◆ YOUR OBJECTIVE
Recast every line of the records below as a JSON list of strings, one string per line, omitting blank lines. Leave the pictures out of the list.

◆ MATERIAL PROVIDED
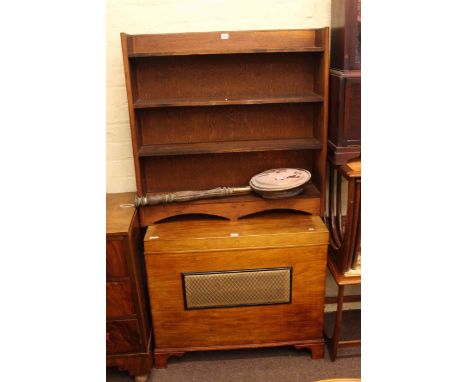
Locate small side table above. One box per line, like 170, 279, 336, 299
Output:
324, 159, 361, 361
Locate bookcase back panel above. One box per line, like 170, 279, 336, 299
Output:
132, 53, 320, 101
141, 150, 314, 193
137, 103, 316, 145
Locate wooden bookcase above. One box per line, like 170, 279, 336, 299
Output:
121, 28, 329, 226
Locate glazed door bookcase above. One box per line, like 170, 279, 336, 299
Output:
121, 28, 329, 226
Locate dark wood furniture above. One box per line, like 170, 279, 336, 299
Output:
144, 212, 328, 368
325, 159, 361, 361
328, 0, 361, 164
106, 193, 153, 381
121, 28, 329, 226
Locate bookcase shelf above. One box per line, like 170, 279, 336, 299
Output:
138, 138, 322, 157
128, 46, 324, 58
121, 28, 329, 226
133, 93, 323, 109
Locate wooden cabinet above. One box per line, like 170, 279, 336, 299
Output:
144, 213, 328, 367
121, 28, 329, 226
328, 0, 361, 165
106, 193, 153, 380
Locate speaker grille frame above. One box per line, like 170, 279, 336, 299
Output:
181, 267, 293, 310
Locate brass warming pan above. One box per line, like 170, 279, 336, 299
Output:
135, 168, 311, 207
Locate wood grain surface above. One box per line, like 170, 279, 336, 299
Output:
145, 214, 328, 353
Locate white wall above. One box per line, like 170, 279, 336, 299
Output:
107, 0, 330, 193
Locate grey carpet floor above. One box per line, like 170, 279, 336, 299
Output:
107, 311, 361, 382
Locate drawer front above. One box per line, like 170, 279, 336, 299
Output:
106, 320, 145, 354
106, 237, 129, 277
106, 280, 136, 317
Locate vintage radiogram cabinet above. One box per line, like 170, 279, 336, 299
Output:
144, 212, 328, 368
121, 28, 329, 367
106, 192, 153, 381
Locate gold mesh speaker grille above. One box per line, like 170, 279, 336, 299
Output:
182, 268, 292, 309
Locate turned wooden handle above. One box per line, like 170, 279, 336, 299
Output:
135, 186, 252, 207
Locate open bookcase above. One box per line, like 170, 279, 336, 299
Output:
121, 28, 329, 226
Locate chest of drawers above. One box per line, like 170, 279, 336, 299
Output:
106, 193, 153, 380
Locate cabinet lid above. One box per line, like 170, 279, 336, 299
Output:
145, 213, 328, 255
106, 192, 135, 235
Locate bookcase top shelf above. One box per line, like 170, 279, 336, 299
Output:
133, 93, 323, 109
126, 29, 330, 58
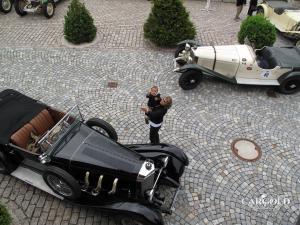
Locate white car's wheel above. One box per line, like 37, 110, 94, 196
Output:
0, 0, 12, 13
178, 70, 202, 90
174, 44, 186, 66
279, 77, 300, 95
14, 0, 27, 16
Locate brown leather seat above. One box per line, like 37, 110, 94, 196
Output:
10, 123, 36, 149
29, 109, 55, 136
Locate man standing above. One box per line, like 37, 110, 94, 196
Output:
247, 0, 257, 16
141, 96, 172, 144
234, 0, 246, 21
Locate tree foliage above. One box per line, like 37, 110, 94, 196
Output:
144, 0, 196, 47
238, 15, 276, 49
64, 0, 97, 44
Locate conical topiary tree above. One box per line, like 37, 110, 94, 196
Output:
238, 15, 276, 49
64, 0, 97, 44
144, 0, 196, 47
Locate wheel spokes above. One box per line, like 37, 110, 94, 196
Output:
2, 0, 11, 11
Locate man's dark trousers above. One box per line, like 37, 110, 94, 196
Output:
150, 126, 160, 144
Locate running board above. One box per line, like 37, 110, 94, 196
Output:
10, 166, 64, 200
236, 77, 280, 86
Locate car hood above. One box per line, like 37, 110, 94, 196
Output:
194, 45, 255, 69
55, 124, 144, 178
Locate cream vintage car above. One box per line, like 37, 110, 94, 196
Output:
257, 1, 300, 46
174, 40, 300, 94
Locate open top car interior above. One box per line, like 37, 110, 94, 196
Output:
0, 89, 189, 225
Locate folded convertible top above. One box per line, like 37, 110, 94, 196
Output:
0, 89, 47, 144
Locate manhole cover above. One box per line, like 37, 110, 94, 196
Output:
231, 138, 261, 162
107, 81, 118, 88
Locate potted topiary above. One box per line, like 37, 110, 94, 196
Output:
238, 15, 276, 49
144, 0, 196, 47
0, 204, 12, 225
64, 0, 97, 44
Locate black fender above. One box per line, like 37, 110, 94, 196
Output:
176, 64, 237, 84
89, 202, 165, 225
127, 143, 189, 187
177, 39, 201, 46
278, 71, 300, 84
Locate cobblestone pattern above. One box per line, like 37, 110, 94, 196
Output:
0, 0, 268, 49
0, 48, 300, 225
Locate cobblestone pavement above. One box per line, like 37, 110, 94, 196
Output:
0, 0, 296, 49
0, 48, 300, 225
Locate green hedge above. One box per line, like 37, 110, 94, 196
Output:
238, 15, 276, 49
64, 0, 97, 44
144, 0, 196, 47
0, 204, 12, 225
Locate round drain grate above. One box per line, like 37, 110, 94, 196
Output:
231, 138, 261, 162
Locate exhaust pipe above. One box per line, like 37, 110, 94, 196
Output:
108, 178, 118, 195
92, 175, 103, 196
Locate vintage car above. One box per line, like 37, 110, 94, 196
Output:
14, 0, 59, 19
174, 40, 300, 94
0, 0, 12, 13
257, 1, 300, 46
0, 89, 188, 225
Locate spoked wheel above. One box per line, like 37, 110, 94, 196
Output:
117, 216, 149, 225
279, 77, 300, 94
14, 0, 27, 16
0, 0, 12, 13
43, 166, 81, 200
174, 44, 186, 66
178, 70, 202, 90
86, 118, 118, 141
42, 1, 55, 19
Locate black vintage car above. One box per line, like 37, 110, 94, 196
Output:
0, 89, 188, 225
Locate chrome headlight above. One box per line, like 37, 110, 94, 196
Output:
137, 160, 155, 194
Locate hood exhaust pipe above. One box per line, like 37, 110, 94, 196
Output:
108, 178, 118, 195
82, 171, 90, 191
92, 175, 103, 196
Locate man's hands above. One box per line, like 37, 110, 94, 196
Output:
141, 107, 151, 113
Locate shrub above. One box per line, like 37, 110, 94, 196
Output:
238, 15, 276, 49
64, 0, 97, 44
144, 0, 196, 47
0, 204, 12, 225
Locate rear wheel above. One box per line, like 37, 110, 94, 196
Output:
279, 77, 300, 94
43, 166, 81, 200
42, 1, 55, 19
116, 216, 150, 225
0, 0, 12, 13
0, 152, 17, 174
178, 70, 202, 90
14, 0, 27, 16
86, 118, 118, 141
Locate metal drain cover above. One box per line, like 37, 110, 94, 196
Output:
231, 138, 261, 162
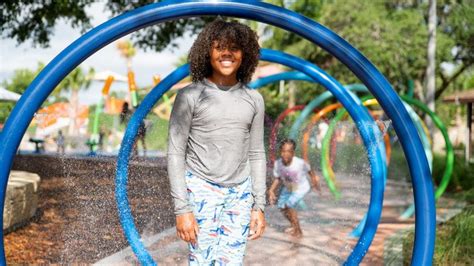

◆ SOLVED EXERCISE
[
  "Locate small side table above. One box per line, like 170, 279, 336, 299",
  "Output:",
  "324, 159, 361, 361",
  "Locate bookcase back panel above. One box per line, like 170, 279, 336, 299",
  "Output:",
  "132, 53, 320, 101",
  "141, 150, 314, 193",
  "137, 103, 316, 145",
  "Locate wooden bookcase above. One box per line, like 170, 279, 336, 299",
  "Output:",
  "121, 28, 329, 226",
  "Locate glazed door bookcase above. One box per line, like 170, 279, 336, 299",
  "Output:",
  "121, 28, 329, 226",
  "Locate dark wood furniture above. One box per line, like 170, 279, 336, 299",
  "Output:",
  "144, 212, 328, 368",
  "325, 159, 361, 361",
  "328, 0, 361, 164",
  "106, 193, 153, 381",
  "121, 28, 329, 226",
  "Locate bookcase shelf above. One box per line, like 170, 279, 336, 299",
  "Output:",
  "138, 138, 322, 157",
  "128, 46, 324, 58",
  "121, 28, 329, 226",
  "133, 93, 323, 109",
  "Locate wooden cabinet above. One box per line, like 170, 279, 336, 299",
  "Output:",
  "144, 213, 328, 367",
  "121, 28, 329, 226",
  "328, 0, 361, 165",
  "106, 193, 153, 380",
  "Locate speaker grille frame above. One box per line, like 170, 279, 336, 299",
  "Output:",
  "181, 267, 293, 310",
  "Locate brass warming pan above. One box per line, like 170, 279, 336, 299",
  "Output:",
  "135, 168, 311, 207",
  "Locate wood grain surface above. One box per line, like 170, 279, 336, 299",
  "Output:",
  "145, 214, 328, 353",
  "Locate white wall above. One box per line, like 170, 279, 336, 299",
  "Output:",
  "107, 0, 330, 193",
  "Locate grey carpet floor above. One box per line, like 170, 279, 336, 299",
  "Output:",
  "107, 311, 361, 382",
  "Locate drawer front above. One box per line, like 170, 279, 336, 299",
  "Output:",
  "106, 320, 145, 354",
  "106, 237, 129, 277",
  "106, 280, 136, 317",
  "Locate vintage radiogram cabinet above. One box per line, like 170, 279, 336, 299",
  "Output:",
  "144, 212, 328, 368",
  "121, 28, 329, 367",
  "106, 192, 153, 381",
  "Locate gold mesh speaker grille above. One box per line, like 170, 279, 336, 299",
  "Output:",
  "182, 268, 292, 309",
  "Locate turned wooden handle above. One box per line, like 170, 279, 336, 299",
  "Output:",
  "135, 186, 252, 207",
  "Locate open bookcase above. One box per line, like 170, 279, 336, 299",
  "Output:",
  "121, 28, 329, 226",
  "Locate chest of drawers above. One box per line, like 170, 279, 336, 299",
  "Output:",
  "106, 193, 153, 380",
  "Locate cabinet lid above. One box per line, like 170, 279, 336, 299",
  "Output:",
  "145, 213, 328, 255",
  "106, 192, 135, 235",
  "Locate bookcase top shelf above. One box per line, like 170, 279, 336, 299",
  "Output:",
  "133, 93, 323, 109",
  "126, 29, 330, 58",
  "Locate white car's wheel above. One box per line, like 37, 110, 94, 196",
  "Output:",
  "0, 0, 12, 13",
  "178, 70, 202, 90",
  "174, 44, 186, 66",
  "279, 77, 300, 95",
  "14, 0, 27, 16",
  "Locate brown leather seat above. One box per line, like 37, 110, 94, 196",
  "Output:",
  "10, 123, 36, 149",
  "29, 109, 55, 136",
  "Locate man standing above. One box per line, like 37, 110, 94, 196",
  "Output:",
  "247, 0, 257, 16",
  "141, 96, 172, 144",
  "234, 0, 246, 21",
  "Locate tree foliage above. One box per line, like 37, 110, 94, 196",
  "Output:",
  "144, 0, 196, 47",
  "238, 15, 276, 49",
  "64, 0, 97, 44",
  "Locate conical topiary tree above. One box per line, like 37, 110, 94, 196",
  "Output:",
  "238, 15, 276, 49",
  "64, 0, 97, 44",
  "144, 0, 196, 47",
  "Locate wheel spokes above. One box per line, like 37, 110, 94, 196",
  "Output:",
  "2, 0, 11, 11",
  "Locate man's dark trousers above. One box per line, like 37, 110, 94, 196",
  "Output:",
  "150, 126, 160, 144",
  "Locate running board above. One box per line, like 37, 110, 94, 196",
  "Output:",
  "10, 166, 64, 200",
  "236, 77, 280, 86",
  "Locate car hood above. One box per line, like 37, 110, 94, 196",
  "Output:",
  "194, 45, 255, 69",
  "55, 124, 144, 178",
  "Locate cream vintage car above. One box per line, like 37, 110, 94, 196",
  "Output:",
  "257, 1, 300, 46",
  "174, 40, 300, 94",
  "Locate open top car interior above. One box per line, like 37, 110, 94, 196",
  "Output:",
  "0, 89, 189, 225",
  "Locate folded convertible top above. One box per line, like 37, 110, 94, 196",
  "Output:",
  "0, 89, 47, 144",
  "Locate manhole cover above. One box per line, like 37, 110, 94, 196",
  "Output:",
  "231, 138, 261, 162",
  "107, 81, 118, 88",
  "Locate potted topiary above. One box per line, like 37, 110, 94, 196",
  "Output:",
  "238, 15, 276, 49",
  "144, 0, 196, 47",
  "0, 204, 12, 225",
  "64, 0, 97, 44",
  "Locate black fender above. One box per line, like 37, 110, 94, 196",
  "Output:",
  "176, 64, 237, 84",
  "89, 202, 165, 225",
  "127, 143, 189, 187",
  "177, 39, 201, 46",
  "278, 71, 300, 84",
  "Locate cobblestone pattern above. One box per line, like 37, 110, 94, 196",
  "Output:",
  "0, 0, 268, 49",
  "0, 48, 300, 225",
  "Locate cobblestone pavement above. One box per line, like 37, 110, 94, 196",
  "Output:",
  "0, 0, 296, 49",
  "0, 48, 300, 225",
  "Locate green hedge above. One box per line, like 37, 110, 94, 196",
  "Output:",
  "238, 15, 276, 49",
  "64, 0, 97, 44",
  "144, 0, 196, 47",
  "0, 204, 12, 225",
  "Locate round drain grate above. One box per line, like 37, 110, 94, 196",
  "Output:",
  "231, 138, 261, 162",
  "Locate exhaust pipe above. One box per line, like 37, 110, 94, 196",
  "Output:",
  "108, 178, 118, 195",
  "92, 175, 103, 196",
  "Locate vintage car above. One box per line, like 37, 110, 94, 196",
  "Output:",
  "14, 0, 59, 19",
  "174, 40, 300, 94",
  "0, 0, 12, 13",
  "257, 1, 300, 46",
  "0, 89, 188, 225",
  "Locate spoked wheel above. One box per line, like 37, 110, 94, 196",
  "Output:",
  "117, 216, 149, 225",
  "279, 77, 300, 94",
  "14, 0, 27, 16",
  "0, 0, 12, 13",
  "43, 166, 81, 200",
  "174, 44, 186, 66",
  "178, 70, 202, 90",
  "86, 118, 118, 141",
  "42, 1, 55, 19",
  "Locate black vintage car above. One box per line, like 37, 110, 94, 196",
  "Output:",
  "0, 89, 188, 225",
  "Locate chrome headlight above. One box per line, like 37, 110, 94, 196",
  "Output:",
  "137, 160, 155, 194",
  "Locate hood exhaust pipe above. One box per line, like 37, 110, 94, 196",
  "Output:",
  "108, 178, 118, 195",
  "82, 171, 90, 191",
  "92, 175, 103, 196",
  "Locate man's hands above. One box per line, like 37, 110, 94, 196",
  "Output:",
  "141, 107, 151, 113",
  "Locate shrub above. One box per line, like 37, 110, 94, 196",
  "Output:",
  "238, 15, 276, 49",
  "64, 0, 97, 44",
  "144, 0, 196, 47",
  "0, 204, 12, 225",
  "Locate rear wheel above. One box per line, like 37, 110, 94, 196",
  "Output:",
  "279, 77, 300, 94",
  "43, 166, 81, 200",
  "42, 1, 55, 19",
  "116, 216, 150, 225",
  "0, 0, 12, 13",
  "0, 152, 17, 174",
  "178, 70, 202, 90",
  "14, 0, 27, 16",
  "86, 118, 118, 141",
  "Locate metal drain cover above. One box per line, like 37, 110, 94, 196",
  "Output:",
  "231, 138, 261, 162"
]